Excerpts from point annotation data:
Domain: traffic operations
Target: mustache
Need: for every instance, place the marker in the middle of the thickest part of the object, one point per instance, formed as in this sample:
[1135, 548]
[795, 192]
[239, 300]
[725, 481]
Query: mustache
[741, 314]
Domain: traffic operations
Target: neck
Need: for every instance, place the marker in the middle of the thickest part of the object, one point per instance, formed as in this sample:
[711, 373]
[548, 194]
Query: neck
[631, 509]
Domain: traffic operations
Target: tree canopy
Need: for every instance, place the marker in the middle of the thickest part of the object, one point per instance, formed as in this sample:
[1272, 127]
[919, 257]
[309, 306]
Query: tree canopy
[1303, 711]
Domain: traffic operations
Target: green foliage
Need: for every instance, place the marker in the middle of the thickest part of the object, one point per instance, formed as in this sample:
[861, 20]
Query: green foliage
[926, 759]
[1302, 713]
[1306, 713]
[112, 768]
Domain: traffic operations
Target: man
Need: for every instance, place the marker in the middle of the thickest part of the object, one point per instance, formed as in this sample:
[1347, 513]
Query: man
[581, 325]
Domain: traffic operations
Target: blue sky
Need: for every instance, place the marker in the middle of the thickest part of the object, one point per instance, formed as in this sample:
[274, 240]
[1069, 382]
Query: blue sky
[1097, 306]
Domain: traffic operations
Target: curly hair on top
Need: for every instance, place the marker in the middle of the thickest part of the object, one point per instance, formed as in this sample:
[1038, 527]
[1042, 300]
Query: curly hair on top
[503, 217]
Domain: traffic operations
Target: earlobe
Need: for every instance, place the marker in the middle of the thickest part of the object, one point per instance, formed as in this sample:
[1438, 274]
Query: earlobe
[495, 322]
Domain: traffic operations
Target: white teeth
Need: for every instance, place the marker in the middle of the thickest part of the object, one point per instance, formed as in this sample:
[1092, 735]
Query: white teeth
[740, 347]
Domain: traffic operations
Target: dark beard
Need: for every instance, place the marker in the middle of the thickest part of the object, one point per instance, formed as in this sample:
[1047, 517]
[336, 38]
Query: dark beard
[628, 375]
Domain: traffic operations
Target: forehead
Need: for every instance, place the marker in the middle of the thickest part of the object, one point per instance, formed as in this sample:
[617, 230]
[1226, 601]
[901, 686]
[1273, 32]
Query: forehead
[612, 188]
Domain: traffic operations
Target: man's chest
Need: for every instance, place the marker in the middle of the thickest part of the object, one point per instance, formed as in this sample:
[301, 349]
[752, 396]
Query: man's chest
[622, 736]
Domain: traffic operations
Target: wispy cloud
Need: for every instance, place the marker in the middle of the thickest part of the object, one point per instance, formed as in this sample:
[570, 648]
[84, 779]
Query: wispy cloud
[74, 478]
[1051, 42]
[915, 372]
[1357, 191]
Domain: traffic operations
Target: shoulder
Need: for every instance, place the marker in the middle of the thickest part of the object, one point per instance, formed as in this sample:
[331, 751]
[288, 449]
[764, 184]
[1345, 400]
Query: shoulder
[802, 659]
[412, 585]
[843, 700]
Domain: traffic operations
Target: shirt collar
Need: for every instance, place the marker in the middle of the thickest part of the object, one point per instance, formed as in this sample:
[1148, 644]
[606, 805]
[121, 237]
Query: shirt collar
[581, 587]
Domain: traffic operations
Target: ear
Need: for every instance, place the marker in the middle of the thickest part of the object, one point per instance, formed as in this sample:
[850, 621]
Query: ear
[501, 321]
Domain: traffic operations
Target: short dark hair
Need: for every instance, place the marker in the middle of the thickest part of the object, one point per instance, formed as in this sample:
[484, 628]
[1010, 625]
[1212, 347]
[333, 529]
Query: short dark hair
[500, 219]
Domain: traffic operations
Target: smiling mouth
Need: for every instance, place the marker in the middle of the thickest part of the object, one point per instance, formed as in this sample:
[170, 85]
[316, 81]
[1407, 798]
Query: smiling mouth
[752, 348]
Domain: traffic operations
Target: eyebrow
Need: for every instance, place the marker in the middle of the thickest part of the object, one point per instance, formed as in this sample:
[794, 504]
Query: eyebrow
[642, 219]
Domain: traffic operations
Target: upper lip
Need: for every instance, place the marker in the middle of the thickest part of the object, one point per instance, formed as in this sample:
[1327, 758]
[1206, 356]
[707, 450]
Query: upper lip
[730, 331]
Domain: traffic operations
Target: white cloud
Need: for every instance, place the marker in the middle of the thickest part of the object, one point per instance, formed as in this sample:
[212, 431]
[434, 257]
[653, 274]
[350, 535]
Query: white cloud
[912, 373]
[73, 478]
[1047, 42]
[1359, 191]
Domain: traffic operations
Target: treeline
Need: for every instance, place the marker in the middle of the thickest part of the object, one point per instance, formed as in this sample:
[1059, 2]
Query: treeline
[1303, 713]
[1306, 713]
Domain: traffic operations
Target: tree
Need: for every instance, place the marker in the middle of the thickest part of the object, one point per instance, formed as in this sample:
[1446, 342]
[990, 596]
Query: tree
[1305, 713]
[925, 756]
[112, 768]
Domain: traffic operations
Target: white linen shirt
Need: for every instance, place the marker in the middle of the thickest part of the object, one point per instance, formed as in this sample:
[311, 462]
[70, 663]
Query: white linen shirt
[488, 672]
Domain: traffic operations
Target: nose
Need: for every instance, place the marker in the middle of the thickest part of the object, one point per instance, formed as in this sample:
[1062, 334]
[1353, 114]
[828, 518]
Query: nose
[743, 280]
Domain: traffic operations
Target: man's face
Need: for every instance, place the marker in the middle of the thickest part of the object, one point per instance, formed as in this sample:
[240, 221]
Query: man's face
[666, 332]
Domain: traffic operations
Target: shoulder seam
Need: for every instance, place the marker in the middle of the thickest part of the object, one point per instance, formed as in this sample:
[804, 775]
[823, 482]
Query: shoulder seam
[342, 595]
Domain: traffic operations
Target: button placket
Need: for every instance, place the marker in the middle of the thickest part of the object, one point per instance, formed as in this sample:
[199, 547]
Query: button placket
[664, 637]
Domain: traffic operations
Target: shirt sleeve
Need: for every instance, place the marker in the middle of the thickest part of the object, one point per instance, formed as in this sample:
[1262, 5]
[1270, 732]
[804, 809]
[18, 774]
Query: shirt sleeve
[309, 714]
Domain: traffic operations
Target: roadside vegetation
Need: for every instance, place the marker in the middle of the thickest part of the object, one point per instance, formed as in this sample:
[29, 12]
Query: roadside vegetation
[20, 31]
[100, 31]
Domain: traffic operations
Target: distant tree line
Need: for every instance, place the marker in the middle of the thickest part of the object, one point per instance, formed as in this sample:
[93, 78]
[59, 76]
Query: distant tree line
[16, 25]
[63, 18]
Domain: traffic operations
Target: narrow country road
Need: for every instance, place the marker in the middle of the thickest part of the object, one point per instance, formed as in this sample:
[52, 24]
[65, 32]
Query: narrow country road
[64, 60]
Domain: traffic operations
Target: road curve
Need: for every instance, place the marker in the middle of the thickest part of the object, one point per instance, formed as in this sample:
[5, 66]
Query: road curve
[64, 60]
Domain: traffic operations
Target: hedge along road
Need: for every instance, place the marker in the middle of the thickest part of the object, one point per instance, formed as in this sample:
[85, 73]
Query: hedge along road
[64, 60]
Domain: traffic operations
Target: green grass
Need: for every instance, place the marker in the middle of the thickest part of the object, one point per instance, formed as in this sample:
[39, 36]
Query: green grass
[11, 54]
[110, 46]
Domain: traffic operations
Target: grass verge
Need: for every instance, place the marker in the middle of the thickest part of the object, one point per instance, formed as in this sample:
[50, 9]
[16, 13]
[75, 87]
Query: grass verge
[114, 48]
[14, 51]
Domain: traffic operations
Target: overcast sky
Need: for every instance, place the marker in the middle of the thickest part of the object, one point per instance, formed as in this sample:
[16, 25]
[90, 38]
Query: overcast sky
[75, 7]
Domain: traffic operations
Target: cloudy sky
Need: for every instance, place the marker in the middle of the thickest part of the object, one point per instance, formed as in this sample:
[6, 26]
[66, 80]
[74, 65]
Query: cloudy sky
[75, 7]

**Short task:** Present everything from the start of the data down through the line containing "[1097, 306]" as a Markdown table with the columns Row and Line, numbering each line and leaving out blank lines.

**Exercise response:**
| Row | Line |
|---|---|
| 1 | Domain: traffic operations |
| 2 | Target: mustache |
| 3 | Need: for every instance, place the marker in the middle of the thickest part of the object, one point per instance, formed as in this sample: |
| 4 | [1135, 548] |
| 5 | [795, 192] |
| 6 | [239, 300] |
| 7 | [725, 481] |
| 8 | Query: mustache |
| 9 | [741, 314] |
| 10 | Domain: traffic operations |
| 11 | Target: neck |
| 12 | Need: for every instance, place the marker in the middle of the thickest part of the object, one point per instance, formed as in this sample: |
| 13 | [711, 373] |
| 14 | [548, 194] |
| 15 | Query: neck |
| 16 | [631, 509] |
| 17 | Domain: traffic operations |
| 18 | Target: tree canopy |
| 19 | Need: for every instance, place the marker in the middle of the thickest part of the object, one point per instance, formed as in this sample: |
| 20 | [1272, 127] |
| 21 | [919, 257] |
| 22 | [309, 306] |
| 23 | Query: tree canopy |
| 24 | [1303, 711] |
| 25 | Domain: traffic operations |
| 26 | Target: green foliage |
| 27 | Need: for every instance, place the marker in the middle of the thickest part of the object, one point per instance, formed as in this sample: |
| 28 | [861, 20] |
| 29 | Query: green foliage |
| 30 | [926, 759] |
| 31 | [1302, 713] |
| 32 | [1306, 713] |
| 33 | [112, 768] |
| 34 | Domain: traffic operations |
| 35 | Target: man |
| 36 | Need: for every instance, place the marker in the middle of the thickest part of the object, one point per instance, formed as in this sample: |
| 37 | [1347, 513] |
| 38 | Query: man |
| 39 | [581, 325] |
| 40 | Domain: traffic operations |
| 41 | Target: blue sky |
| 42 | Need: for every instance, place the marker in the middle of the thickest part of the object, one point per instance, formed as in this sample: |
| 43 | [274, 240] |
| 44 | [1069, 382] |
| 45 | Query: blue sky |
| 46 | [1097, 306] |